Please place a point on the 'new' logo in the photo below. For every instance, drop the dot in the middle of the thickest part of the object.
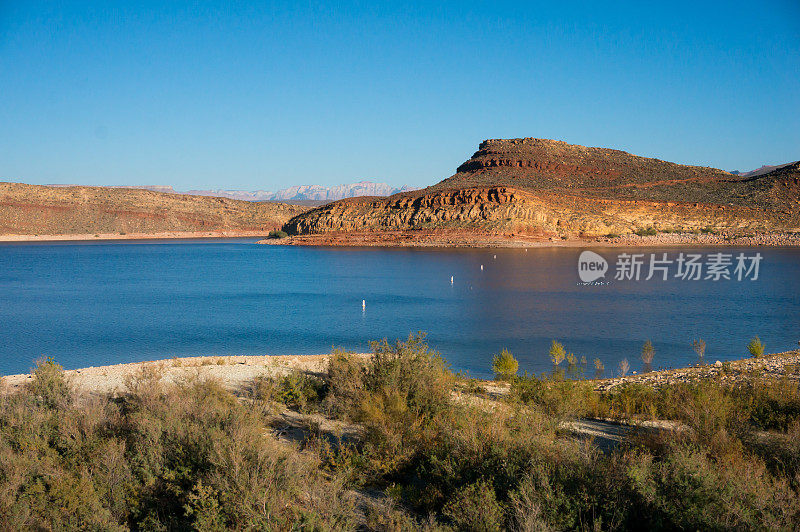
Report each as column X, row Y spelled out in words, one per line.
column 591, row 266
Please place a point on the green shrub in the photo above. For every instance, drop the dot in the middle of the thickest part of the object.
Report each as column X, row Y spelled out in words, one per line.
column 557, row 352
column 648, row 352
column 475, row 508
column 49, row 384
column 699, row 347
column 650, row 231
column 755, row 347
column 504, row 365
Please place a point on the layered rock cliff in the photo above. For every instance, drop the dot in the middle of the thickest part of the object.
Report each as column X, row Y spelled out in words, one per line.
column 42, row 210
column 546, row 187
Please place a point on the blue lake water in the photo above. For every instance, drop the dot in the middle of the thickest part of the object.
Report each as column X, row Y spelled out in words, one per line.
column 100, row 303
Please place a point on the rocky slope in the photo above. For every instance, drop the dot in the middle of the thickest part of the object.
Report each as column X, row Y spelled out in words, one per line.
column 42, row 210
column 551, row 188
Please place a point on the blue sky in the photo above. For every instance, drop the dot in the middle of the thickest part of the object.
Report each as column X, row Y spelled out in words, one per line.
column 246, row 96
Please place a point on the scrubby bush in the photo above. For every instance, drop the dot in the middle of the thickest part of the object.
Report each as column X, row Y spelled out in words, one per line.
column 623, row 367
column 755, row 347
column 557, row 352
column 192, row 455
column 504, row 365
column 699, row 347
column 648, row 353
column 650, row 231
column 475, row 508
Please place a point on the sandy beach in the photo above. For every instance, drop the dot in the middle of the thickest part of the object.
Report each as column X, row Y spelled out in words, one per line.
column 133, row 236
column 235, row 372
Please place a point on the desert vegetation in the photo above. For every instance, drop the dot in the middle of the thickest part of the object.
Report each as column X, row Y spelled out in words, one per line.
column 432, row 450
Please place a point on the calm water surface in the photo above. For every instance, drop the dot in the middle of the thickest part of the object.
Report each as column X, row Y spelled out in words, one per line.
column 102, row 303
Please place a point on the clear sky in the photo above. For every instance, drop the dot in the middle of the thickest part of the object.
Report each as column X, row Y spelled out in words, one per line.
column 263, row 96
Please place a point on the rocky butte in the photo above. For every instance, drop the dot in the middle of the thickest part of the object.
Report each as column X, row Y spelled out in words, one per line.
column 540, row 188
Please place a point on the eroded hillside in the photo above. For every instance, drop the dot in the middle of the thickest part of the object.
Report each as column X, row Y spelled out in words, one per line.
column 41, row 210
column 545, row 187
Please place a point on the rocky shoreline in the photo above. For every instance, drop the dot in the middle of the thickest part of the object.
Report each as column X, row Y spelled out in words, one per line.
column 133, row 236
column 786, row 364
column 465, row 239
column 237, row 371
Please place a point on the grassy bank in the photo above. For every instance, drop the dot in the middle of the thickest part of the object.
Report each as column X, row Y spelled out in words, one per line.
column 428, row 450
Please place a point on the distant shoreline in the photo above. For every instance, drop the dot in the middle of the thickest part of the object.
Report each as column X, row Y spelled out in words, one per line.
column 416, row 238
column 235, row 371
column 167, row 235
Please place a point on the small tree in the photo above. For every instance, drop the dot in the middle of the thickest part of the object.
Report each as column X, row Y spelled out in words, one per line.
column 598, row 368
column 755, row 347
column 557, row 352
column 648, row 352
column 504, row 365
column 572, row 365
column 699, row 347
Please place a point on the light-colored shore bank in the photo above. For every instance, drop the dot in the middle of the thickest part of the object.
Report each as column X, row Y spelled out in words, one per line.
column 232, row 371
column 237, row 371
column 476, row 240
column 134, row 236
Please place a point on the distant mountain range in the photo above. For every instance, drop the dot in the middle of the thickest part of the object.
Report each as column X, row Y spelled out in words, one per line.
column 313, row 193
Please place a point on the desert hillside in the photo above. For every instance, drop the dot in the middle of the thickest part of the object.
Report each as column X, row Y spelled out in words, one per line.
column 42, row 210
column 551, row 188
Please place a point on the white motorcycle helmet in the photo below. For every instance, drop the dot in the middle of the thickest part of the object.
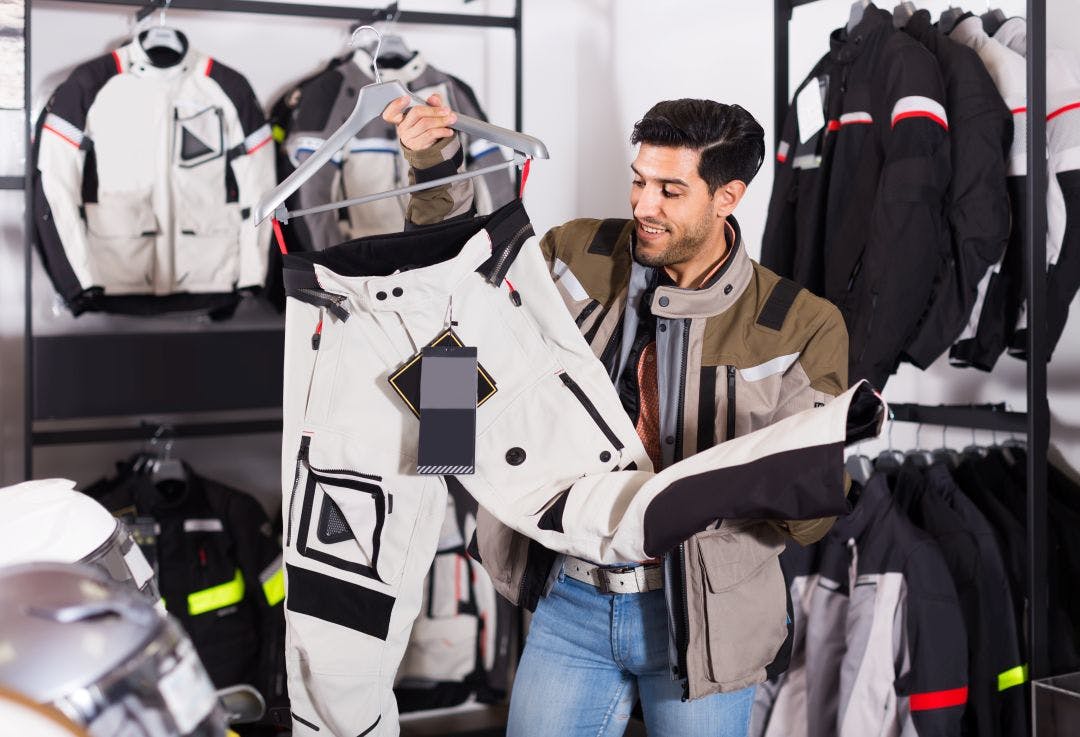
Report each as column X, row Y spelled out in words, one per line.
column 102, row 655
column 50, row 521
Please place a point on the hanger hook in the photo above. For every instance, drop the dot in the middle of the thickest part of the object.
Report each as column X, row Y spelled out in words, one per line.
column 378, row 47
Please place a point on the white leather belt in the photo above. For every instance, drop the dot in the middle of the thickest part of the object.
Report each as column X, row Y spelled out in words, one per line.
column 621, row 579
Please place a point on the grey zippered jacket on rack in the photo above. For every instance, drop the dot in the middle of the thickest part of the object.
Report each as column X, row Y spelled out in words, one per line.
column 372, row 161
column 741, row 353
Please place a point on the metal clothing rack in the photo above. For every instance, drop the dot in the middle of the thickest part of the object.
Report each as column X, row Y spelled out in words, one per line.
column 1036, row 420
column 88, row 377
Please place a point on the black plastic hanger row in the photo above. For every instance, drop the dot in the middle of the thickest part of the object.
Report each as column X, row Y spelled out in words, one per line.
column 902, row 13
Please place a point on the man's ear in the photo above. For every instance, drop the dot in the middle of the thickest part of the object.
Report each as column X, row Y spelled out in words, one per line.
column 728, row 197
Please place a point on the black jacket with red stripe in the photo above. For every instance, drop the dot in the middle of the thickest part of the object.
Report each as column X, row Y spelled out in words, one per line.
column 856, row 210
column 931, row 499
column 881, row 646
column 981, row 129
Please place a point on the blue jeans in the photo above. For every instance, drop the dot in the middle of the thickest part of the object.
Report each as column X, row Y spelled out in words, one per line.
column 590, row 655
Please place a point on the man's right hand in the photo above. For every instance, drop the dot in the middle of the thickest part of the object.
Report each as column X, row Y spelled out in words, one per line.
column 423, row 125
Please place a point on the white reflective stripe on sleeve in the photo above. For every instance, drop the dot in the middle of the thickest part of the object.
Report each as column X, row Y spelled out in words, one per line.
column 569, row 282
column 374, row 145
column 917, row 106
column 852, row 118
column 258, row 138
column 64, row 130
column 203, row 525
column 777, row 365
column 806, row 161
column 270, row 571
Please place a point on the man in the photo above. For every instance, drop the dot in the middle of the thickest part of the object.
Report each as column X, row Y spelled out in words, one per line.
column 703, row 345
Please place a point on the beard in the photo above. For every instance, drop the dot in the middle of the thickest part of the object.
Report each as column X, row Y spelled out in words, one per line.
column 680, row 250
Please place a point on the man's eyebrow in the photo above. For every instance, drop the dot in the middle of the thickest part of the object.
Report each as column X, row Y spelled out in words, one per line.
column 674, row 182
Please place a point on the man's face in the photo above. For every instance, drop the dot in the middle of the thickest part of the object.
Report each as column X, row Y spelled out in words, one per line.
column 675, row 215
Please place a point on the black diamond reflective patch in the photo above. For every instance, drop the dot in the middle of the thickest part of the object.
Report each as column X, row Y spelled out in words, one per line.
column 191, row 146
column 333, row 526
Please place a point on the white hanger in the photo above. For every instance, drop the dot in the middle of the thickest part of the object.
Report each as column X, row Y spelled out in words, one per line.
column 902, row 13
column 858, row 9
column 161, row 36
column 372, row 101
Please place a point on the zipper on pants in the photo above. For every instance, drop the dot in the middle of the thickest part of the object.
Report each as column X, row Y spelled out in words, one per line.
column 730, row 429
column 301, row 459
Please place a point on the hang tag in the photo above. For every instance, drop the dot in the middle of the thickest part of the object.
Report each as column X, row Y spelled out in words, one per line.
column 406, row 379
column 810, row 109
column 447, row 410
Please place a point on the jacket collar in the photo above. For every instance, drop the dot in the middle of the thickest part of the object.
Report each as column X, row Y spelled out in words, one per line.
column 919, row 25
column 1013, row 34
column 846, row 47
column 724, row 289
column 416, row 66
column 970, row 32
column 874, row 503
column 132, row 57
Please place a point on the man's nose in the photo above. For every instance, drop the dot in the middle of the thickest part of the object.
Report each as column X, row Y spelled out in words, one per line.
column 647, row 205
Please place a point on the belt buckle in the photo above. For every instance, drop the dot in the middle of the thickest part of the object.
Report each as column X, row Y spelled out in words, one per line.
column 605, row 577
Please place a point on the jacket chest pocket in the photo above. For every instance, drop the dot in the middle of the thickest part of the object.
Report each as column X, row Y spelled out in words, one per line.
column 207, row 225
column 341, row 522
column 745, row 612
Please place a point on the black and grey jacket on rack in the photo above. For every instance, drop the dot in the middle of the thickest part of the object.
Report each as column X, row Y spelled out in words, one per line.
column 856, row 208
column 931, row 499
column 883, row 642
column 1063, row 195
column 147, row 165
column 373, row 161
column 999, row 297
column 744, row 351
column 977, row 204
column 219, row 570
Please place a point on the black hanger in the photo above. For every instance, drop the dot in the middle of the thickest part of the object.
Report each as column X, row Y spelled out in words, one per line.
column 902, row 13
column 950, row 17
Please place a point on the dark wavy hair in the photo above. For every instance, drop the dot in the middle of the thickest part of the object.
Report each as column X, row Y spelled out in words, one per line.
column 731, row 142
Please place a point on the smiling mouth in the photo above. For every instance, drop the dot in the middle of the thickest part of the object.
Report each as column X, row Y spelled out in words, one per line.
column 651, row 230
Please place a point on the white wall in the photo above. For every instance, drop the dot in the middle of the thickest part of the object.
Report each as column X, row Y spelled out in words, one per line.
column 592, row 68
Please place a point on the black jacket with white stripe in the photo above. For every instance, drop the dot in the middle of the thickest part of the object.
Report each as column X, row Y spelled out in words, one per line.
column 856, row 211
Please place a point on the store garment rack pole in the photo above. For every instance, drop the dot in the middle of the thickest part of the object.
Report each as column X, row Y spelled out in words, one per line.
column 135, row 345
column 1038, row 410
column 1038, row 407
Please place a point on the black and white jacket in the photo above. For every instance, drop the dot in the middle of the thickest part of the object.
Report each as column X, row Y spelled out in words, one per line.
column 147, row 168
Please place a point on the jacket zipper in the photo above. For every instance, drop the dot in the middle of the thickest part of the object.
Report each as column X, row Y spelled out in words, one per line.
column 683, row 635
column 510, row 249
column 616, row 335
column 684, row 600
column 731, row 403
column 301, row 457
column 591, row 409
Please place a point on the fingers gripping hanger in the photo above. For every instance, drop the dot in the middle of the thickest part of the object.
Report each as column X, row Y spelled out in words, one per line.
column 370, row 102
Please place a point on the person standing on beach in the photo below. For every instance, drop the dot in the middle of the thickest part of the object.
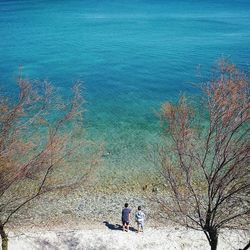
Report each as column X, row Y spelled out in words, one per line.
column 125, row 217
column 139, row 218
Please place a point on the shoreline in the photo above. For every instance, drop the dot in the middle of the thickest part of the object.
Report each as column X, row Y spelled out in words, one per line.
column 160, row 238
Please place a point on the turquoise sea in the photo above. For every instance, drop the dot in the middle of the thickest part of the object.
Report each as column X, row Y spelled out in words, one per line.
column 131, row 56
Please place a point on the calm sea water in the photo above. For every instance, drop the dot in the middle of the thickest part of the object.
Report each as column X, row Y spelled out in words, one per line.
column 131, row 55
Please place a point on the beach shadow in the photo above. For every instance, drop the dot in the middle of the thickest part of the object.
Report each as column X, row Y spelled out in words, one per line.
column 117, row 227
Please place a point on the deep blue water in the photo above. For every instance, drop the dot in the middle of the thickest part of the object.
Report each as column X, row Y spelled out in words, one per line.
column 131, row 55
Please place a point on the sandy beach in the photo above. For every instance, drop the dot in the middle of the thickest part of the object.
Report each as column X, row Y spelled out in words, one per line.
column 110, row 236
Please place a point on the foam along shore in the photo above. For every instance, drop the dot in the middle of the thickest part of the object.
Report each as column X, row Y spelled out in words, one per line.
column 113, row 238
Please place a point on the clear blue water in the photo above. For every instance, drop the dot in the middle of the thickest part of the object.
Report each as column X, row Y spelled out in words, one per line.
column 131, row 55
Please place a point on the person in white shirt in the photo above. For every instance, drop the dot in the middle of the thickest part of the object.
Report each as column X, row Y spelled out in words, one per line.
column 139, row 218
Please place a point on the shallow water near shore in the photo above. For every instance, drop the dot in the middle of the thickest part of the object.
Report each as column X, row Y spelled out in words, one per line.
column 131, row 56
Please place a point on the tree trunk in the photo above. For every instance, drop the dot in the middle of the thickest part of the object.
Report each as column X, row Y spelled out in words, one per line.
column 4, row 238
column 213, row 235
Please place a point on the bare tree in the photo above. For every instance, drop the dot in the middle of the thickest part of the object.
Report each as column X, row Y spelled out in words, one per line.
column 42, row 145
column 206, row 167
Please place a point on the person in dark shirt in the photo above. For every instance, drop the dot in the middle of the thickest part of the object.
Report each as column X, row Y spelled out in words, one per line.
column 125, row 217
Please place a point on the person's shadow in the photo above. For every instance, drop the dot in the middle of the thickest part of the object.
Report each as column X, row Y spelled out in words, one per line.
column 117, row 227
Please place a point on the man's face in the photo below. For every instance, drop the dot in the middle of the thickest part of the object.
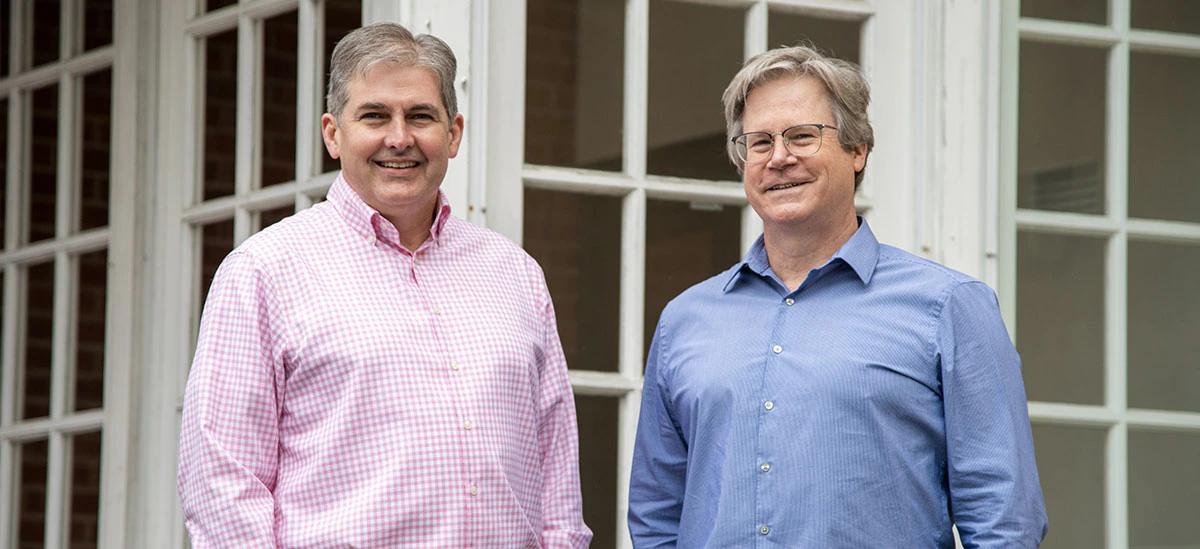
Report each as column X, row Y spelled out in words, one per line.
column 394, row 139
column 814, row 192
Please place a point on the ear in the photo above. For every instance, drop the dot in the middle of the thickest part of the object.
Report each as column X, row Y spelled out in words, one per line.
column 329, row 132
column 456, row 134
column 859, row 157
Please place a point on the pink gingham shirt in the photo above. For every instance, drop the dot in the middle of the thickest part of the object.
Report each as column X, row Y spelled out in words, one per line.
column 349, row 393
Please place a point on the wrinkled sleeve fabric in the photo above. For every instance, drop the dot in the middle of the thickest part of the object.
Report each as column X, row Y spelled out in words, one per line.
column 660, row 459
column 562, row 501
column 229, row 435
column 995, row 495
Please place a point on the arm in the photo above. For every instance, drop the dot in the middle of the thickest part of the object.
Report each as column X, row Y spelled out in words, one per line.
column 562, row 504
column 228, row 447
column 659, row 475
column 995, row 494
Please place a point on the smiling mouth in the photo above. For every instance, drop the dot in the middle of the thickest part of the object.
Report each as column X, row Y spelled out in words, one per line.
column 397, row 164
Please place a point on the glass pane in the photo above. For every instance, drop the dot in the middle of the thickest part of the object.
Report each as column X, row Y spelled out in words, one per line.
column 45, row 166
column 39, row 341
column 685, row 127
column 269, row 217
column 220, row 114
column 1061, row 118
column 1163, row 122
column 89, row 376
column 599, row 420
column 97, row 23
column 213, row 5
column 839, row 38
column 84, row 490
column 97, row 136
column 1164, row 483
column 1071, row 466
column 216, row 243
column 576, row 239
column 4, row 170
column 1164, row 312
column 1060, row 317
column 31, row 495
column 341, row 17
column 1175, row 16
column 279, row 161
column 45, row 37
column 685, row 243
column 5, row 16
column 575, row 83
column 1080, row 11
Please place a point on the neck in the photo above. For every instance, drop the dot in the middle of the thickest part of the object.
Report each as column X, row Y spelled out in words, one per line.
column 792, row 252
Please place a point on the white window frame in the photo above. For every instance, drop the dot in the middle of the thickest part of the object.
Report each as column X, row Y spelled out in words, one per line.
column 1115, row 225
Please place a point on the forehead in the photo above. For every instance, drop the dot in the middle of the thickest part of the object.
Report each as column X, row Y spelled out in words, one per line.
column 394, row 83
column 787, row 101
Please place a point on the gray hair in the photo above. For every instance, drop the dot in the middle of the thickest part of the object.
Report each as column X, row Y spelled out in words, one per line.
column 849, row 94
column 389, row 42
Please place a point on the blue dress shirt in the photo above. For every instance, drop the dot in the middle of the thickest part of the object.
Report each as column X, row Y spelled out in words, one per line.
column 874, row 406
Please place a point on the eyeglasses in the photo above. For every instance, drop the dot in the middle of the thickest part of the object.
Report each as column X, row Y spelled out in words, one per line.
column 755, row 148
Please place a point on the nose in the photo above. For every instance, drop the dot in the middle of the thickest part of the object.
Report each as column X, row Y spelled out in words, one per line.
column 779, row 154
column 399, row 136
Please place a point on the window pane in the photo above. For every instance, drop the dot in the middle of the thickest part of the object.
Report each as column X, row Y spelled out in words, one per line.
column 220, row 114
column 341, row 17
column 575, row 83
column 1164, row 482
column 270, row 217
column 31, row 495
column 97, row 23
column 1163, row 140
column 97, row 136
column 89, row 376
column 1061, row 118
column 1071, row 466
column 685, row 127
column 685, row 243
column 1175, row 16
column 1060, row 317
column 85, row 490
column 43, row 176
column 39, row 341
column 216, row 243
column 599, row 418
column 279, row 162
column 1164, row 312
column 1081, row 11
column 576, row 239
column 839, row 38
column 45, row 32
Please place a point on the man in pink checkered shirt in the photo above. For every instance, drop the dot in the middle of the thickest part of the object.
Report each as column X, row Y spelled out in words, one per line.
column 373, row 372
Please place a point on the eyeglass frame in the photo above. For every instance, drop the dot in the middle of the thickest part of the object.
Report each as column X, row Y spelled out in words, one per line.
column 742, row 149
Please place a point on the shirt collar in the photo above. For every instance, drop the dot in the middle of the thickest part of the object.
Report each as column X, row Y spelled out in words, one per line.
column 369, row 223
column 861, row 252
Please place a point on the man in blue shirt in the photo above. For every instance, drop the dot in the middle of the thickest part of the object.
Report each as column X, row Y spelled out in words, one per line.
column 828, row 391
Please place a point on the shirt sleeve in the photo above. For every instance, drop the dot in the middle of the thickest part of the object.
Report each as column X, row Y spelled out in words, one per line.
column 228, row 452
column 995, row 495
column 658, row 477
column 562, row 502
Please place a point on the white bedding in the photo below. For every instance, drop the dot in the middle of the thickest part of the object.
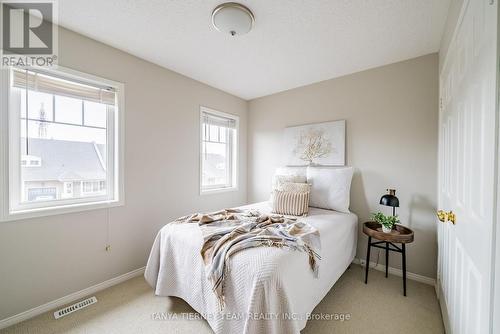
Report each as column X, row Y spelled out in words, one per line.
column 267, row 290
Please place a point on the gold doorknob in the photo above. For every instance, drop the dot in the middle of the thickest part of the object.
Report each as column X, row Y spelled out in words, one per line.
column 442, row 216
column 452, row 217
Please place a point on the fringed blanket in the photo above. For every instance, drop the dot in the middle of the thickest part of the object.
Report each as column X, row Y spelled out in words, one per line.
column 229, row 231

▶ **Task statement**: Rewrite the part of the material that opens with the line containing "Please place a point on the jacket chest" and closes with the line containing "column 731, row 142", putting "coat" wherever "jacket" appears and keeping everything else unchanged. Give back only those lines.

▶ **The output**:
Please place a point on the coat chest pocket in the photo above. For every instance, drop the dot in the middle of the thickest part of the object.
Report each as column X, row Y spelled out in words, one per line.
column 207, row 225
column 341, row 522
column 745, row 612
Please place a point on the black and grey coat on rack in the photo above. For every instance, drop the dot in the middle of the thickest part of the object.
Report each as column X, row Y spelled out in words, one per line.
column 856, row 208
column 931, row 499
column 883, row 642
column 1063, row 195
column 147, row 165
column 373, row 161
column 999, row 297
column 744, row 351
column 977, row 204
column 219, row 570
Please place a point on the black hanger in the photo above. For every instance, drop the dot in the middle of the thickest part of the object.
Report each as column X, row Y spelled out in words, one per line.
column 902, row 13
column 950, row 17
Please place a point on the dark wavy hair in the photo above. For every instance, drop the dot in the middle of the thickest part of the object.
Report each as column X, row Y spelled out in words, one per line.
column 731, row 142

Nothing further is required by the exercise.